Please render the lines from the one containing "query: white coat lapel" through the one containing "[254,158,312,230]" as a JSON list of strings, one string per line, leaving out any blank lines.
--- BEGIN DATASET ---
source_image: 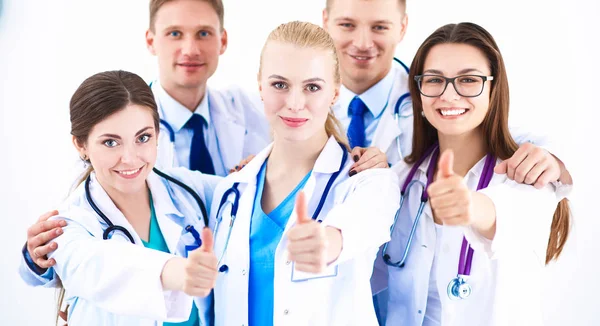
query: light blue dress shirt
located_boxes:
[152,83,229,176]
[336,69,394,147]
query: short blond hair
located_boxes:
[149,0,225,32]
[258,21,350,148]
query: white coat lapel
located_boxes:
[207,90,246,170]
[147,173,185,253]
[279,137,343,237]
[223,144,273,262]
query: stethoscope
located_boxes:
[382,144,496,300]
[85,168,208,246]
[213,144,348,273]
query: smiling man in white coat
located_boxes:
[322,0,572,320]
[146,0,269,176]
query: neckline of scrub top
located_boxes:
[142,192,169,253]
[254,158,312,230]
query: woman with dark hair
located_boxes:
[35,71,220,325]
[382,23,570,326]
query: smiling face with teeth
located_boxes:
[146,0,227,91]
[323,0,408,94]
[421,43,491,136]
[73,104,157,197]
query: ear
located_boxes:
[322,8,329,32]
[146,29,156,55]
[331,85,340,105]
[398,14,408,43]
[256,78,265,102]
[219,28,227,55]
[72,136,88,157]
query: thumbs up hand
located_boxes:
[427,150,474,225]
[287,192,329,273]
[183,227,218,297]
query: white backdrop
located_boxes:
[0,0,600,326]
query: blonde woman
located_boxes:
[211,22,399,325]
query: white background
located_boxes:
[0,0,600,326]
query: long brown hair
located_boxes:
[405,23,570,264]
[56,70,160,323]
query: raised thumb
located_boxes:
[438,149,454,178]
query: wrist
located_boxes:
[471,191,496,240]
[160,257,187,291]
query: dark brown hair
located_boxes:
[57,70,160,322]
[150,0,225,32]
[405,23,570,264]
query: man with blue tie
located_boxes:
[323,0,570,181]
[323,0,572,323]
[146,0,269,176]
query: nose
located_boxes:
[440,83,460,102]
[354,28,373,51]
[287,89,306,112]
[121,145,138,164]
[181,37,200,57]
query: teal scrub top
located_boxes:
[248,160,311,326]
[142,195,200,326]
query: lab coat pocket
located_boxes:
[292,263,338,282]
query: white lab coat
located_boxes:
[152,83,270,170]
[374,153,570,326]
[211,137,399,326]
[332,63,413,164]
[41,168,220,326]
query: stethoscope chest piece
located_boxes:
[448,277,473,300]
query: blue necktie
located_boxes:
[185,114,215,174]
[348,96,367,148]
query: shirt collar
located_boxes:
[340,69,395,117]
[152,82,210,132]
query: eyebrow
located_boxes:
[423,68,483,75]
[269,75,325,83]
[98,126,154,139]
[334,17,394,25]
[163,25,215,32]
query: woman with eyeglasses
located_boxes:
[380,23,570,326]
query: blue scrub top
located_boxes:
[142,195,200,326]
[248,160,311,326]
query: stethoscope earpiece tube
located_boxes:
[152,168,208,227]
[84,168,208,244]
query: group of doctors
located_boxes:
[20,0,572,325]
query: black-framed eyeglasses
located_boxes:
[415,75,494,97]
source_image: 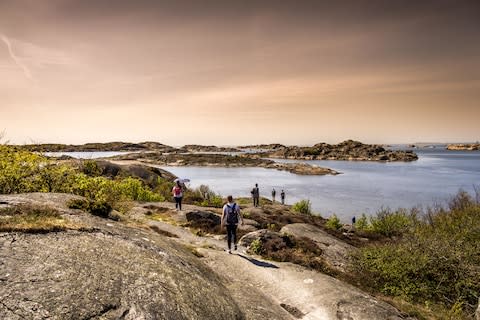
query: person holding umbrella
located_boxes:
[172,179,183,211]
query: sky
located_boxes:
[0,0,480,145]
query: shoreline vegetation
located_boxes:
[0,145,480,320]
[15,140,418,161]
[14,140,418,175]
[447,143,480,151]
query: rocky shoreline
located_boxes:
[266,140,418,162]
[446,143,480,151]
[109,152,339,175]
[10,140,416,161]
[0,193,413,320]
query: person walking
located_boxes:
[220,196,243,253]
[251,183,260,207]
[172,180,183,211]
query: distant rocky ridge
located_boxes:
[182,144,240,152]
[238,143,286,150]
[111,152,339,175]
[267,140,418,161]
[447,143,480,151]
[17,140,416,163]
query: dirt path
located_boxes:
[142,206,404,320]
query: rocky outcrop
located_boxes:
[182,144,240,152]
[95,160,176,187]
[447,143,480,151]
[238,143,285,150]
[280,223,356,272]
[475,298,480,320]
[0,195,244,320]
[112,152,339,175]
[15,141,179,152]
[269,140,418,161]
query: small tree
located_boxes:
[292,199,312,214]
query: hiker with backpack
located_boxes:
[220,196,243,253]
[172,180,183,211]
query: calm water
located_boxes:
[158,149,480,221]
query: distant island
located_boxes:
[109,152,339,175]
[16,140,418,161]
[8,140,418,175]
[262,140,418,161]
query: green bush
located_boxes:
[249,239,263,255]
[292,200,312,215]
[355,213,369,231]
[325,214,343,230]
[0,145,168,216]
[369,209,416,237]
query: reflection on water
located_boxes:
[43,149,480,222]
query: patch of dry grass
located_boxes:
[0,205,85,233]
[150,226,178,238]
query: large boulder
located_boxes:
[0,196,244,320]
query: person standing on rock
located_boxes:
[172,180,183,211]
[250,183,260,207]
[220,196,243,253]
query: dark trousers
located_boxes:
[227,224,237,249]
[173,197,182,210]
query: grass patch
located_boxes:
[149,226,178,238]
[0,205,84,233]
[292,200,312,215]
[249,232,335,275]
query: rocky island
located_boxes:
[265,140,418,161]
[181,144,240,152]
[0,145,480,320]
[446,143,480,151]
[109,152,339,175]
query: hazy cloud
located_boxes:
[0,33,33,80]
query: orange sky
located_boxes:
[0,0,480,145]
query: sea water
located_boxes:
[158,149,480,222]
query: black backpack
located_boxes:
[227,203,238,224]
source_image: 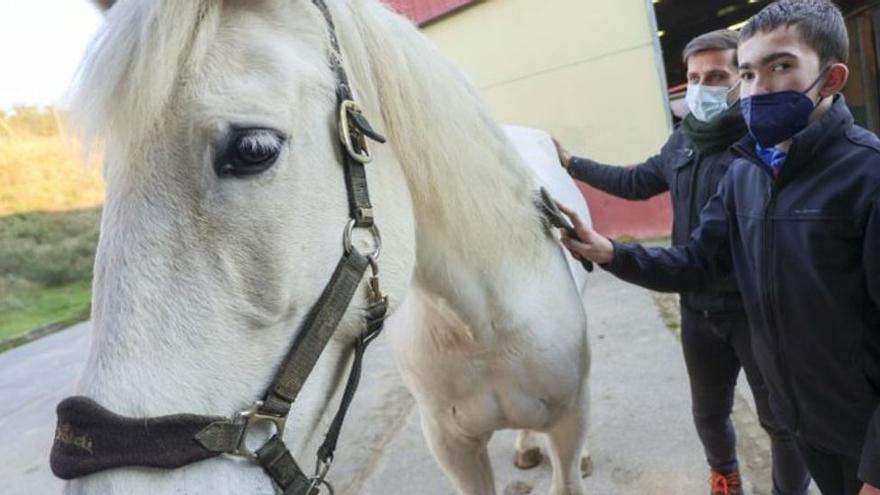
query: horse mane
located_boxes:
--- END DATASET ---
RESULT BELOW:
[
  "query: white coat lapel",
  "located_boxes:",
  "[207,90,246,170]",
  "[147,173,185,253]",
  "[279,137,343,237]",
  "[223,144,273,262]",
  "query: stethoscope",
  "located_boxes:",
  "[382,144,496,300]",
  "[85,168,208,246]",
  "[213,144,348,273]",
  "query: smiling man in white coat",
  "located_boxes:",
  "[322,0,572,320]",
  "[146,0,269,176]",
  "query: neckline of scrub top",
  "located_boxes:",
  "[142,192,169,253]",
  "[254,158,312,230]"
]